■ **Exercise requirements**:
Continue the post about gate driver distance from the MOSFET in a slow-switching coilgun, starting right after its last sentence.

How much does MOSFET gate-> Driver circuit distance matter in my case?(very low frequency)

I've read many articles stating the importance of minimizing the distance to avoid stray capacitance/inductance. However these articles all focus on using MOSFETs for high frequency applications on tiny PCBs, where super fast switching times are paramount. In my case there is no real hurry from the coilguns point of view. The coils are "ON" for at least a millisecond at a time, followed by tens of ms of "OFF" time. So I've gone with the assumption that distance doesn't really concern me.

This was further encouraged by my first serious test setup where i had ~15cm between a gate driver mounted on a solderless breadboard and the MOSFET. The test went perfectly, it operated at ~10cycles/second (9ms ON, 91ms OFF) in 30cycle bursts, with no apparent trouble (no broken MOSFET). I lack the expertise and equipment to really measure things like turn on speed or such, so I have no idea if the MOSFET was operating well, or if a shorter better circuit would really pay off in the long run.

■ **Supplied information**:
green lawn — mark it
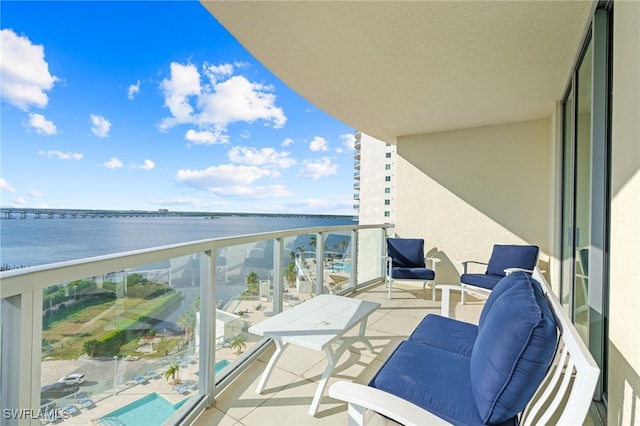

■ **Final result**:
I would be fine with what i have, but the full-scale coilgun will be ~80cm long. If i place all the drive circuits on one board at the spot where i would want to have it, the longest distance would be ~60cm. Would this matter? I would prefer not placing individual gate drivers next to each mosfet (which must be under the coils due to space issues).

I use:

  1. MOSFET:IXTN660N04T4
  2. Driver:MCP1407
  3. LiPo: 6S = 25 Volts
  4. Coil: ~70mOhm, ~10-100microHenry

Thank you in advance!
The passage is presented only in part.